[Point placement records]

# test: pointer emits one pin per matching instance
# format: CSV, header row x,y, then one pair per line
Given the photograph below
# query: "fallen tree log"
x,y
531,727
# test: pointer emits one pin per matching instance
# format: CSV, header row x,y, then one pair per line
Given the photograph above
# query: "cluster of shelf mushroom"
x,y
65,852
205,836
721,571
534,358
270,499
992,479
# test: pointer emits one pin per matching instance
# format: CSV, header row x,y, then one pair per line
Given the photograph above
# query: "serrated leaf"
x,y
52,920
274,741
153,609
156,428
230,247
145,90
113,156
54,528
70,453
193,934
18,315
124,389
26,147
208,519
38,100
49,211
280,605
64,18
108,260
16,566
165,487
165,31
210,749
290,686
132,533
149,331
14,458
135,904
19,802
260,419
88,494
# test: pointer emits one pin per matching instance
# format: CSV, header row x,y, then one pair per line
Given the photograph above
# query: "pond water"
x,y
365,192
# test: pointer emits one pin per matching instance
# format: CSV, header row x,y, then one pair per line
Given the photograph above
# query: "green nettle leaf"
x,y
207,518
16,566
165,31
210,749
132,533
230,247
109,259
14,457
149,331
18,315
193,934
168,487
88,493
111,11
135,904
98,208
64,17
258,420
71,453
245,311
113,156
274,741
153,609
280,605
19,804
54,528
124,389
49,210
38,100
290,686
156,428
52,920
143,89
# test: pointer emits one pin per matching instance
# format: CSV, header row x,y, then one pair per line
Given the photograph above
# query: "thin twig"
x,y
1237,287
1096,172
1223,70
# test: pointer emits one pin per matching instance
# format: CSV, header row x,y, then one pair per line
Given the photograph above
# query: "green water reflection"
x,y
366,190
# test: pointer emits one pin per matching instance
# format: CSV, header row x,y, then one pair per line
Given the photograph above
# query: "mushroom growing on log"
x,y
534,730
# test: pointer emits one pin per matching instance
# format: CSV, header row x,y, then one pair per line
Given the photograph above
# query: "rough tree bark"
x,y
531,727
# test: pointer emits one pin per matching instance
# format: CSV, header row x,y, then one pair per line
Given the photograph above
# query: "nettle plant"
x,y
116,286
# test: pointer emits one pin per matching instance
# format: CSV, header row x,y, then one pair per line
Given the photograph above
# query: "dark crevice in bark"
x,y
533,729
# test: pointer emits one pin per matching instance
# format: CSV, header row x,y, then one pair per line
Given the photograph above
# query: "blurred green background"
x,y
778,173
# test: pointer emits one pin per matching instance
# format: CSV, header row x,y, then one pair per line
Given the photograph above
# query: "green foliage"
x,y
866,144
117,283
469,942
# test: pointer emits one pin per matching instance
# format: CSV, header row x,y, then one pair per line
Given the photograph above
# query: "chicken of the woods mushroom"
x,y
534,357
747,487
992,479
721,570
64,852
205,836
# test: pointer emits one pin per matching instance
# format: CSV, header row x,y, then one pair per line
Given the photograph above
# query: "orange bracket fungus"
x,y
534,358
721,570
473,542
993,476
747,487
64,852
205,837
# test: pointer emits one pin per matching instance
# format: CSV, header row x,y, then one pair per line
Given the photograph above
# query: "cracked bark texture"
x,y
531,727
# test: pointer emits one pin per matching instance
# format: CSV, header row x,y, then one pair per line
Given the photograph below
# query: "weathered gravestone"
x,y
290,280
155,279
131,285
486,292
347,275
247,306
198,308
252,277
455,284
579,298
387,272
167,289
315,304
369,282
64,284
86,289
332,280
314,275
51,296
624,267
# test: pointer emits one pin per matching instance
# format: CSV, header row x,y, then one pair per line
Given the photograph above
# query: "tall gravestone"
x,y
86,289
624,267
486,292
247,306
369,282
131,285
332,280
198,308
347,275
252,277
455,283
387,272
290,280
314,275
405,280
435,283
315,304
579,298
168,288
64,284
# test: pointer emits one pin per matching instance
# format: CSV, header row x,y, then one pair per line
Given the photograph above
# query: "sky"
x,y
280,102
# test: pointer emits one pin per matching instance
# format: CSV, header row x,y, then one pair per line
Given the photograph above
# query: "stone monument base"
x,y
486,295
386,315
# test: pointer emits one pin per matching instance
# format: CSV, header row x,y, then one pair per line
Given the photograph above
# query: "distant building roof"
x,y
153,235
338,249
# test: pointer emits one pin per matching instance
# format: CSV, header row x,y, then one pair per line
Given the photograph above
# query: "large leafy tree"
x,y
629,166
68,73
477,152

• What this task involves
Pick out and copy every line in the rows above that contains the word "nettle".

• Solution to this task
# query: "green nettle leaf"
# query: "nettle plant"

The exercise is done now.